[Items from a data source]
- Opening Delimiter -

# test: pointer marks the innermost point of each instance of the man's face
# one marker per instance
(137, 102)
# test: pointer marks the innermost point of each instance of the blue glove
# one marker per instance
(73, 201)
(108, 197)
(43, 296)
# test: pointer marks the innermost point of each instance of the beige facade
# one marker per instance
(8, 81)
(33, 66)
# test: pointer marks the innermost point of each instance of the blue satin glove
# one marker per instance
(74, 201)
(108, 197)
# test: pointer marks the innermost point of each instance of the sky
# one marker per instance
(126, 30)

- Closing Delimiter -
- Opening Delimiter -

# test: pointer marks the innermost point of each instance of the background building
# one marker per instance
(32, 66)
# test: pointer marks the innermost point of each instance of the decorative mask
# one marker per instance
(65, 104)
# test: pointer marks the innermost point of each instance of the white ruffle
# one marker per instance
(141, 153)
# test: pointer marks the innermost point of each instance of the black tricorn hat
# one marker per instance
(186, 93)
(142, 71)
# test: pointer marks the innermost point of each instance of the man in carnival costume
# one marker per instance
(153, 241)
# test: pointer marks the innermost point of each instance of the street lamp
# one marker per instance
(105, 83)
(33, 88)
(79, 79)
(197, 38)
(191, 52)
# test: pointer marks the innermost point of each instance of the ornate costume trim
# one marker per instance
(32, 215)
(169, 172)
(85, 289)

- Closing Delimiter -

### Work required
Filter the data down to the lines that contain the string "point", and copy them.

### Solution for this problem
# test: pointer marks the innermost point of each instance of the man's face
# test: pointer marks the innermost point of each instance of the blue glove
# test: pointer marks the innermost point of each instance of the beige facade
# test: pointer marks the innermost point of each instance of the blue satin glove
# test: pointer marks the innermost point of each instance of the sky
# test: pointer marks the innermost point of each instance of the background building
# test: pointer marks the innermost point of each instance of the decorative mask
# test: pointer marks the innermost point of each instance of the white ruffle
# test: pointer marks the innermost point of each instance of the black tricorn hat
# test: pointer marks the innermost point of each instance of the man in carnival costume
# test: pointer marks the innermost point of each instance of the street lamp
# test: pointer marks the innermost point of each instance of the ornate costume trim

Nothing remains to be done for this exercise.